Write out every record in full, exactly as written, please.

◆ ◆ ◆ ◆ ◆

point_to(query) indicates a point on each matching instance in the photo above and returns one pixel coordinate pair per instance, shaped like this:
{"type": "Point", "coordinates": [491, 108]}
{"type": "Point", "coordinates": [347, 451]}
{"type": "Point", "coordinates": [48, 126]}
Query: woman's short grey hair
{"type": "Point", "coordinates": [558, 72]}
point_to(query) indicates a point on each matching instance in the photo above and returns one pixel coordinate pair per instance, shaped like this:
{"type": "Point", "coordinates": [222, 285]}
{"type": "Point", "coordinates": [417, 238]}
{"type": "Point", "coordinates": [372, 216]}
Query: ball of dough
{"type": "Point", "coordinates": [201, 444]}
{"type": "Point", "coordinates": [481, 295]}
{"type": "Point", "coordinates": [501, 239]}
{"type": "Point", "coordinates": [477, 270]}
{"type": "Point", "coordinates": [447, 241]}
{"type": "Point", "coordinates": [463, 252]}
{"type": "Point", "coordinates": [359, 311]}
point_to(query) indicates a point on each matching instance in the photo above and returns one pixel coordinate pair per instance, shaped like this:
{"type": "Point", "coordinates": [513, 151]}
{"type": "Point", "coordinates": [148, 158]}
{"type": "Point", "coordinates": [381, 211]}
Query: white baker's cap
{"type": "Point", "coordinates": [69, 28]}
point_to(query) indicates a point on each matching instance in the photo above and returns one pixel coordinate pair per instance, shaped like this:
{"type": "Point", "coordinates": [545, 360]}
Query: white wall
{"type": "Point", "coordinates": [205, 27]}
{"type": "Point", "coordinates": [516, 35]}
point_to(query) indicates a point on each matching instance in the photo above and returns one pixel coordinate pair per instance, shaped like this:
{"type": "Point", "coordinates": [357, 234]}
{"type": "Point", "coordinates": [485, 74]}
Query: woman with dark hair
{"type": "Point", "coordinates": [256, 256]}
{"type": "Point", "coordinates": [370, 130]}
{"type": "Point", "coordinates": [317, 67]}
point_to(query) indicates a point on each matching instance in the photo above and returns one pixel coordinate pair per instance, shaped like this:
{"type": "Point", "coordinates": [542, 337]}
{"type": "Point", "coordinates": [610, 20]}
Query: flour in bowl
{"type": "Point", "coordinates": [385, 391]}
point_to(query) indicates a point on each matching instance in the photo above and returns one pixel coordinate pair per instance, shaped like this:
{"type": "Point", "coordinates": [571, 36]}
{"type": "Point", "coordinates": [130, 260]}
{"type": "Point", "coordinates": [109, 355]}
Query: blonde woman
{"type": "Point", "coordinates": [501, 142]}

◆ ◆ ◆ ◆ ◆

## Correct output
point_to(query) indicates a point on each matching instance in the photo above and returns one pixel coordinate pair per instance, shaped like this:
{"type": "Point", "coordinates": [491, 108]}
{"type": "Point", "coordinates": [347, 451]}
{"type": "Point", "coordinates": [48, 126]}
Query: woman's short grey hair
{"type": "Point", "coordinates": [558, 72]}
point_to(query) indicates a point on each matching instance in the photo above and returns one pixel coordinate pair per instance, shaped like this:
{"type": "Point", "coordinates": [222, 285]}
{"type": "Point", "coordinates": [417, 238]}
{"type": "Point", "coordinates": [372, 216]}
Query: ball of dough
{"type": "Point", "coordinates": [201, 444]}
{"type": "Point", "coordinates": [481, 295]}
{"type": "Point", "coordinates": [501, 239]}
{"type": "Point", "coordinates": [477, 270]}
{"type": "Point", "coordinates": [447, 241]}
{"type": "Point", "coordinates": [463, 252]}
{"type": "Point", "coordinates": [359, 311]}
point_to(query) indicates a point on each matching instance in the photo above and returns one pixel coordinate pair per instance, shaped like this:
{"type": "Point", "coordinates": [513, 151]}
{"type": "Point", "coordinates": [148, 158]}
{"type": "Point", "coordinates": [381, 211]}
Query: white baker's cap
{"type": "Point", "coordinates": [69, 28]}
point_to(query) indicates a point on each matching instance in the photo above and returns one pixel coordinate pair per instance, shaped like this:
{"type": "Point", "coordinates": [545, 360]}
Query: white wall
{"type": "Point", "coordinates": [205, 27]}
{"type": "Point", "coordinates": [516, 35]}
point_to(query) indicates a point on each matching instance in the photo above and returns one pixel coordinate pair per instance, shaped like this:
{"type": "Point", "coordinates": [357, 234]}
{"type": "Point", "coordinates": [485, 74]}
Query: woman with dark hair
{"type": "Point", "coordinates": [256, 256]}
{"type": "Point", "coordinates": [370, 130]}
{"type": "Point", "coordinates": [317, 67]}
point_to(query) indicates a point on each matching instance in the photo above and returns one pixel coordinate pair per instance, shaped like this:
{"type": "Point", "coordinates": [542, 337]}
{"type": "Point", "coordinates": [610, 20]}
Query: flour in bowl
{"type": "Point", "coordinates": [385, 391]}
point_to(query) indicates a point on each matching instance in the photo above and returns one pixel coordinate pair per instance, shaped like this:
{"type": "Point", "coordinates": [571, 36]}
{"type": "Point", "coordinates": [130, 260]}
{"type": "Point", "coordinates": [109, 355]}
Query: blonde woman
{"type": "Point", "coordinates": [501, 142]}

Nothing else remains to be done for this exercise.